### EXERCISE REQUIREMENTS
In your copy, include every entry exactly as written but no pictures.
---------- DATA PROVIDED ----------
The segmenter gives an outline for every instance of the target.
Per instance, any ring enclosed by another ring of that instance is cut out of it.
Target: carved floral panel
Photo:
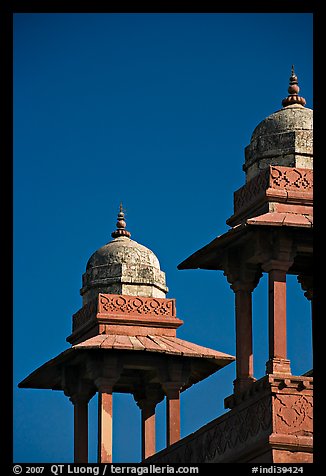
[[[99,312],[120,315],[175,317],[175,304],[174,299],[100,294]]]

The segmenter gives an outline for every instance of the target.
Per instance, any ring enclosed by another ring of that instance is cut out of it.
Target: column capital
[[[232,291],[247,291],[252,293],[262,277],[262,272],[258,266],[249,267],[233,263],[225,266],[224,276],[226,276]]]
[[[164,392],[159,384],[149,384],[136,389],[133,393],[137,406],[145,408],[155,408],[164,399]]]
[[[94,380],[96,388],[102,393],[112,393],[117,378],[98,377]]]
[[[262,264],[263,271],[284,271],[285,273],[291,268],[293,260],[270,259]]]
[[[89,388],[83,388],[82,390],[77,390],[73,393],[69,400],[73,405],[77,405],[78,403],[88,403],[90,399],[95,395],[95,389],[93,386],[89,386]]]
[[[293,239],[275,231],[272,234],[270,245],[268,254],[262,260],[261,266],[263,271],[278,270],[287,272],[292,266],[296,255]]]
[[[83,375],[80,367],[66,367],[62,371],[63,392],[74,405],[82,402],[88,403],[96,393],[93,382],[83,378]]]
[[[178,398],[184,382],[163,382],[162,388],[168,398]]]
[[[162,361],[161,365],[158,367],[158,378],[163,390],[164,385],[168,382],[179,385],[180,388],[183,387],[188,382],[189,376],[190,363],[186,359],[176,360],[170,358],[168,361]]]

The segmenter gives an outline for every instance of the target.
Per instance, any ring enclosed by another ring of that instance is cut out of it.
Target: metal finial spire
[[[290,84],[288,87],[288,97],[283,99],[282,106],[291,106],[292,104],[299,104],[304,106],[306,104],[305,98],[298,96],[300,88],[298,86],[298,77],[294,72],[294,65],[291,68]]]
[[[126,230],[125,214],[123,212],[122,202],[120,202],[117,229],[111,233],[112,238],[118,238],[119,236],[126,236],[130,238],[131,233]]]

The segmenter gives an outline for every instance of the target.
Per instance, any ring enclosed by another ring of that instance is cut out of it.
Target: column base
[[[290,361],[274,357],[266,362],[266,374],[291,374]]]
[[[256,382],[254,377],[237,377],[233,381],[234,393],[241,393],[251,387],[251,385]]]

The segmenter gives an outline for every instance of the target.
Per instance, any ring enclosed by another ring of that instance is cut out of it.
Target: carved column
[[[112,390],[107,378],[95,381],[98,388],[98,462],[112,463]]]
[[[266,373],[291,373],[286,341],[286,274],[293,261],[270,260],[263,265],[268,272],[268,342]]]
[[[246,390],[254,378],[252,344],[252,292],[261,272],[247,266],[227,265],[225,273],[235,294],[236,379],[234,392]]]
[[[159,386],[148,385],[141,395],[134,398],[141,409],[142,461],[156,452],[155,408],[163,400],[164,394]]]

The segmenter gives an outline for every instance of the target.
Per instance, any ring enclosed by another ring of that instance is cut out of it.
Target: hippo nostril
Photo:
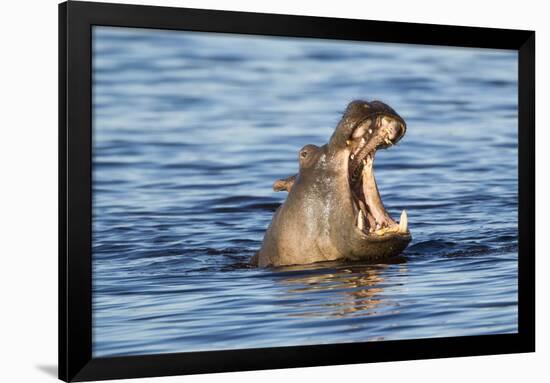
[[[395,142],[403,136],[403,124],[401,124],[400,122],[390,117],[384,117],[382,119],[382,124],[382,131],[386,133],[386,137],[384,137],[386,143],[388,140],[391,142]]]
----------
### RESULT BELOW
The segmenter gives an outline for every instance of the target.
Per instance, any ring enclosed by another ring of that instance is cut out of it.
Target: carved floral panel
Photo:
[[[99,312],[120,315],[175,317],[175,304],[174,299],[100,294]]]

The segmenter gives an outline for every instance of the target.
Per instance, any ring enclosed by another ring of that instance is cut out of it.
Target: column capital
[[[232,291],[247,291],[252,293],[262,277],[262,272],[258,266],[249,267],[233,263],[225,266],[224,276],[226,276]]]
[[[164,392],[159,384],[149,384],[136,389],[133,393],[137,406],[145,408],[155,408],[164,399]]]
[[[94,380],[96,388],[102,393],[112,393],[117,378],[98,377]]]
[[[262,264],[263,271],[284,271],[285,273],[291,268],[293,260],[270,259]]]
[[[89,388],[83,388],[82,390],[77,390],[73,393],[69,400],[73,405],[77,405],[78,403],[88,403],[90,399],[95,395],[95,389],[93,386],[89,386]]]
[[[293,239],[275,231],[272,234],[270,245],[268,254],[262,260],[261,266],[263,271],[278,270],[287,272],[292,266],[296,255]]]
[[[83,375],[80,367],[66,367],[62,371],[63,392],[74,405],[82,402],[88,403],[96,393],[93,382],[83,378]]]
[[[178,398],[184,382],[163,382],[162,388],[168,398]]]
[[[162,361],[161,365],[158,367],[158,378],[163,390],[164,385],[168,382],[179,385],[180,388],[183,387],[188,382],[189,376],[190,363],[186,359],[176,360],[170,358],[168,361]]]

The segmenter gives an outline for every instance of the target.
Per instance, any ring enclosed by another ring of that instance is cut out of it.
Target: metal finial spire
[[[290,84],[288,87],[288,97],[283,99],[282,106],[291,106],[292,104],[299,104],[304,106],[306,104],[305,98],[298,96],[300,88],[298,86],[298,77],[294,72],[294,65],[291,68]]]
[[[126,230],[125,214],[123,212],[122,202],[120,202],[117,229],[111,233],[112,238],[118,238],[119,236],[126,236],[130,238],[131,233]]]

The segmenter gives an outline for every instance of the target.
Per instance, any ring enclosed by another ring of that instance is cut out of it.
Target: column base
[[[290,361],[274,357],[266,362],[266,374],[291,374]]]
[[[256,382],[254,377],[237,377],[233,381],[234,393],[241,393],[251,387],[251,385]]]

The segmenter gives an outline for every instance of the target.
Per instance, any ring enclosed by another ring of that instance is cut out of it.
Target: carved column
[[[112,390],[107,378],[95,381],[98,388],[98,462],[112,463]]]
[[[266,373],[291,373],[286,341],[286,274],[293,261],[270,260],[263,265],[268,272],[268,342]]]
[[[246,390],[254,378],[252,344],[252,292],[261,272],[247,266],[227,265],[225,273],[235,294],[236,379],[234,392]]]
[[[159,386],[148,385],[141,395],[134,398],[141,409],[142,461],[156,452],[155,408],[163,400],[164,394]]]

The segmenter gives an outline for every instance of the target.
Per instance, any ring enclosed by another ring of that instance is cut out of it.
Target: hippo nostril
Photo:
[[[395,142],[403,136],[403,124],[401,124],[400,122],[390,117],[384,117],[382,119],[382,124],[382,131],[386,133],[386,137],[384,137],[386,143],[388,140],[391,142]]]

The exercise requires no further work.